What you are asked to do
Output all lines exactly, with nothing added or dropped.
◇ ◇ ◇ ◇ ◇
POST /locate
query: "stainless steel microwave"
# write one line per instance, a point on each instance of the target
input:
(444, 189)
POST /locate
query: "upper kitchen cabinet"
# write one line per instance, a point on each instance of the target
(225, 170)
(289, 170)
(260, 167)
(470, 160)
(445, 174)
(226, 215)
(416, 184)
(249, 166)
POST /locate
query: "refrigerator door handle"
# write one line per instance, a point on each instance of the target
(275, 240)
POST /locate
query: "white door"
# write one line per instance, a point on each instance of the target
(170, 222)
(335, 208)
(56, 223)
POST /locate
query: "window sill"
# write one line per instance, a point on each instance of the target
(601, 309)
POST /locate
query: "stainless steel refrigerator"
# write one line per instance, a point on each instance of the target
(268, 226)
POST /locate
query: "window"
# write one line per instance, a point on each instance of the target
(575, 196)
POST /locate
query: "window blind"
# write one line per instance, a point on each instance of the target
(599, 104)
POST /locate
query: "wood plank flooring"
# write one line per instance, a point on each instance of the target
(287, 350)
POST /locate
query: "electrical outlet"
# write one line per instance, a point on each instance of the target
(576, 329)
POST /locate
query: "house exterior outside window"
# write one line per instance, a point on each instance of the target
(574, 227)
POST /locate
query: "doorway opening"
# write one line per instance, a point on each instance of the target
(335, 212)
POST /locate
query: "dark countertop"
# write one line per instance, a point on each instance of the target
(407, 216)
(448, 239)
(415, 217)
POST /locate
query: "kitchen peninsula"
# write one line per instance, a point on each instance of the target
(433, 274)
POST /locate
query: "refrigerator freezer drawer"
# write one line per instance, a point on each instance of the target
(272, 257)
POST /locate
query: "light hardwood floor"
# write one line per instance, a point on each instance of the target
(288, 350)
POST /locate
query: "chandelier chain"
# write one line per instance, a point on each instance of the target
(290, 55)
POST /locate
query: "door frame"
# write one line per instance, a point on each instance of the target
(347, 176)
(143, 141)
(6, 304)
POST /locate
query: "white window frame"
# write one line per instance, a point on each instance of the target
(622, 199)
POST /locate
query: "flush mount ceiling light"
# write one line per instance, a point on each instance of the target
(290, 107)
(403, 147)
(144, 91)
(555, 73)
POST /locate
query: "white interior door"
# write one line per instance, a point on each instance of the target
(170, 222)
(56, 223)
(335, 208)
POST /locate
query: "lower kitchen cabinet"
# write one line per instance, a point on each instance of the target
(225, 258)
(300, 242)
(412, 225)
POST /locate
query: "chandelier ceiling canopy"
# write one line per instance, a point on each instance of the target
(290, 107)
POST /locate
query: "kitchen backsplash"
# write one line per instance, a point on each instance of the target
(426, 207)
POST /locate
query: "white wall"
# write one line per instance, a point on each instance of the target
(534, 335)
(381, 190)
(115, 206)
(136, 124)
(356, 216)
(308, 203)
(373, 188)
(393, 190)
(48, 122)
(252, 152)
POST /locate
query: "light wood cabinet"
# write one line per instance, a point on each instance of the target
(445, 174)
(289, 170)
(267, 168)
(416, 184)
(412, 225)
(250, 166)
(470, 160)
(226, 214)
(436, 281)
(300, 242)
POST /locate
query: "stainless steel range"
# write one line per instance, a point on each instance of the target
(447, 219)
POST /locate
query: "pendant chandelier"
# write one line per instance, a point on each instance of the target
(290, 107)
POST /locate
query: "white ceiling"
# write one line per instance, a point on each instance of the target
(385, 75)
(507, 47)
◇ ◇ ◇ ◇ ◇
Task output
POST /locate
query: "stainless steel microwave"
# write one line per instance, a point on each instance of the target
input:
(444, 189)
POST /locate
query: "upper kitchen cabinet"
# write one line per instance, a point on each instance of the target
(225, 170)
(289, 170)
(260, 167)
(470, 160)
(445, 174)
(226, 215)
(416, 184)
(249, 166)
POST /locate
query: "refrigerator door handle"
# write one line per instance, a point on each instance of the target
(275, 240)
POST /locate
query: "white door"
# write one line per instance, a point on each instance of the target
(170, 222)
(335, 208)
(56, 223)
POST /locate
query: "window sill"
# write one line per instance, a point on each instance of the target
(601, 309)
POST /locate
query: "stainless steel refrigerator"
# write one line per instance, a point on each instance of the target
(268, 226)
POST /locate
query: "window"
# write one line per instance, a point on each instance of the target
(575, 196)
POST /locate
query: "window blind"
# write one line per instance, a point on each instance of the target
(599, 104)
POST /locate
query: "wood plank flooring"
# write one line per instance, a point on each instance of the target
(287, 350)
POST /locate
query: "electrical outlet"
# write one line per instance, a point on each instance of the target
(576, 329)
POST /locate
query: "house exterior outside window"
# write one line per instance, a point on each instance of the target
(574, 227)
POST /locate
query: "doorway opening"
# write one line per instance, a point on each instance of the target
(335, 212)
POST /locate
query: "dark countertop"
# write one line per instance, a point on each instance of the target
(407, 216)
(448, 239)
(415, 217)
POST /locate
query: "kitchen peninsula"
# write one line per instance, a point on each instance of the target
(433, 274)
POST /locate
query: "refrigerator freezer drawer"
# write one line per instance, a point on each instance of the target
(272, 257)
POST /locate
query: "light hardwood floor"
# write one line per instance, a point on each instance of the target
(288, 350)
POST /locate
query: "chandelier chain"
# write one line per instance, a point on each instance of the target
(290, 55)
POST /locate
query: "door frame"
# write one line per instance, a point on each instance of the target
(347, 176)
(143, 141)
(6, 304)
POST /locate
query: "white window frame"
# write one line per instance, a point on each instance of the target
(622, 199)
POST /locate
query: "flush mount ceiling light"
# write one line per instance, a point on each instance of the target
(290, 107)
(403, 147)
(144, 91)
(555, 73)
POST /locate
query: "white interior door"
# write one line per instance, a point on each instance of the target
(170, 222)
(56, 223)
(335, 208)
POST /locate
query: "lower kitchen cabinet"
# write one line per instance, a point on each instance of the target
(225, 258)
(300, 242)
(412, 225)
POST /locate
query: "chandelier ceiling canopy"
# write one line per instance, a point on each instance of the target
(290, 107)
POST /locate
query: "kitchen backsplash"
# write one line per instance, a point on each instance of the target
(426, 207)
POST /locate
query: "white wall"
# write one line per instance, a point on each instance of the target
(534, 335)
(381, 190)
(115, 206)
(136, 124)
(356, 216)
(308, 203)
(373, 188)
(393, 190)
(48, 122)
(252, 152)
POST /locate
query: "light wood cabinet"
# write one line per instance, a point on each instance of the target
(445, 174)
(289, 170)
(267, 168)
(416, 184)
(412, 225)
(250, 166)
(470, 160)
(226, 214)
(436, 281)
(300, 242)
POST /locate
query: "stainless steel range"
# write one line per instance, a point on each instance of the target
(447, 219)
POST /locate
query: "pendant chandelier"
# write one line per instance, a point on each instance of the target
(290, 107)
POST /locate
query: "white ceiling"
# write one line per instance, a point on each instance of the target
(385, 75)
(507, 47)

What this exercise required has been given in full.